Exercises to complete:
(a) From the job submission text, return everything from "Job Submission Structure" down to "to other scripts.", copied word for word.
(b) According to the job submission text, what is the default walltime a job gets?

Skip to content

Job Submission

Job Submission Structure

A job file, after invoking a shell (e.g., #!/bin/bash) consists of two bodies of commands. The first is the directives to the scheduler, indicated by lines starting with #SBATCH. These are interpeted by the shell as comments, but the Slurm scheduler understands them as directives. These directives include the resource requests of the job, such as the number of nodes, the number of cores, the maximum amount of time the job will run for, email notifications and so forth. Following this, and only following this, come the shell commands. This should include any modules that the job will need to load to run their job, and the commands that the job will run. This can include calls to other scripts.

The following should be considered when writing a job submission script:

  • All scripts must invoke a shell. In most cases this will be the bash shell; #!/bin/bash
  • The submission system has default values; a default walltime of 10 minutes (this will almost certainly need to be changed), a default partition (cascade), a default number of tasks (1), a default number of CPUs per task (1), and a default number of nodes (1).
  • If a shared-memory multithreaded job is being submitted, or subprocesses to make use of additional cores requested, the job should be set to have the number of tasks = 1 and set a numer of CPUs-per-task equal to the number of threads desired, with a maximum equal to the node that the job is running on. For example: #SBATCH --ntasks=1 followed by #SBATCH --cpus-per-task=8 on a new line)
  • If a distributed-member message passing job is being submitted, the job can request more than a single compute node and multiple tasks. If the job has more tasks than available cores the scheduler will make an effort to have the cores contiguous (e.g., #SBATCH --ntasks=8). To force a specific number of cores per node, use the --ncpus-per-node= option.

Data supplied:
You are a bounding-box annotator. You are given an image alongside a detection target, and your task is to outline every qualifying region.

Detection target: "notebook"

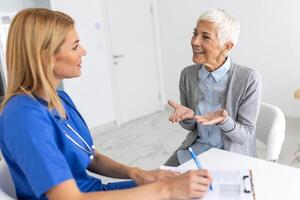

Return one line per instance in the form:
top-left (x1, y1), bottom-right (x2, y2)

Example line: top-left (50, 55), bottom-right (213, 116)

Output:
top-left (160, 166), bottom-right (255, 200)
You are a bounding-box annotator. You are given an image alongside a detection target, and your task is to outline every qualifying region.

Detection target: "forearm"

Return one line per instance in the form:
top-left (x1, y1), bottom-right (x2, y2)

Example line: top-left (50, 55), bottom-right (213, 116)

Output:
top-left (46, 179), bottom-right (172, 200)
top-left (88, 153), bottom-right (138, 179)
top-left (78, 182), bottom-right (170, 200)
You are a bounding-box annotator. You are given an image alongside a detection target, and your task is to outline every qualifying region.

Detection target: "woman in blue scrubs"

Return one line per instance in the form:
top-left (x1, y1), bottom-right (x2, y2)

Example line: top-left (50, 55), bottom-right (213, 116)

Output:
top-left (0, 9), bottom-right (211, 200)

--

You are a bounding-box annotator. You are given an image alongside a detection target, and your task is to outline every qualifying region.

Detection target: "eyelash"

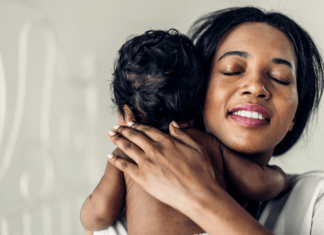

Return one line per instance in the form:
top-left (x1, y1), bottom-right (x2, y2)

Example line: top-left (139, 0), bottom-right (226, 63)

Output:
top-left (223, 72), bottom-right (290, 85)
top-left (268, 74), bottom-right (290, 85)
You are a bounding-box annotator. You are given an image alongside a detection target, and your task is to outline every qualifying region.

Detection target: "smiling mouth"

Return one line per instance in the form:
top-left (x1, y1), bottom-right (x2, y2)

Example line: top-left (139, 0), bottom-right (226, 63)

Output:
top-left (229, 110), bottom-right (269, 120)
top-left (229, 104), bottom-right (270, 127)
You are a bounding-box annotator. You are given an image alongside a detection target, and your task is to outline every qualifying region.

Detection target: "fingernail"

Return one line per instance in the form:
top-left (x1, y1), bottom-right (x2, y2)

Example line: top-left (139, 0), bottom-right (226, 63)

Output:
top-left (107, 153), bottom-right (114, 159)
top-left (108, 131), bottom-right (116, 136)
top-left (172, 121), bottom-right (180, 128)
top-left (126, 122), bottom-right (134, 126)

...

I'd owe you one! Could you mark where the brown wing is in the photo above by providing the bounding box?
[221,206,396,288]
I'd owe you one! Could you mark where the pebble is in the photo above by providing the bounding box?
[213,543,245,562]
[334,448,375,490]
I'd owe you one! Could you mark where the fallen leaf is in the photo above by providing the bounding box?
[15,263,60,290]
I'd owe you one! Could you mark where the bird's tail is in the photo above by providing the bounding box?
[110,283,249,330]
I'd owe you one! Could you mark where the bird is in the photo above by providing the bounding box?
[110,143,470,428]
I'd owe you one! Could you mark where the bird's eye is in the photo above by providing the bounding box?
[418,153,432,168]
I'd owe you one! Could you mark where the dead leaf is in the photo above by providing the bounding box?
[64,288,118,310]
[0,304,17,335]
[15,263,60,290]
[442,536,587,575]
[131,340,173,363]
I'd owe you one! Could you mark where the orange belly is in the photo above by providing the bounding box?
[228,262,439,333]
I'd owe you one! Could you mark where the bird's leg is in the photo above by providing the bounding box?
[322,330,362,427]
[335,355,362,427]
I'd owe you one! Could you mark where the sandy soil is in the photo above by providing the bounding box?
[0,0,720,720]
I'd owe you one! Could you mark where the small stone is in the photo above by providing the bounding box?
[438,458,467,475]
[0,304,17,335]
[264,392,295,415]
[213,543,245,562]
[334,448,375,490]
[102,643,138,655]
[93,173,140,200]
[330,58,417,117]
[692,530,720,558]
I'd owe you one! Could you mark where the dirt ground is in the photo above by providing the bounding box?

Solved tasks:
(a)
Job Submission Structure

A job file, after invoking a shell (e.g., #!/bin/bash) consists of two bodies of commands. The first is the directives to the scheduler, indicated by lines starting with #SBATCH. These are interpeted by the shell as comments, but the Slurm scheduler understands them as directives. These directives include the resource requests of the job, such as the number of nodes, the number of cores, the maximum amount of time the job will run for, email notifications and so forth. Following this, and only following this, come the shell commands. This should include any modules that the job will need to load to run their job, and the commands that the job will run. This can include calls to other scripts.

(b) 10 minutes.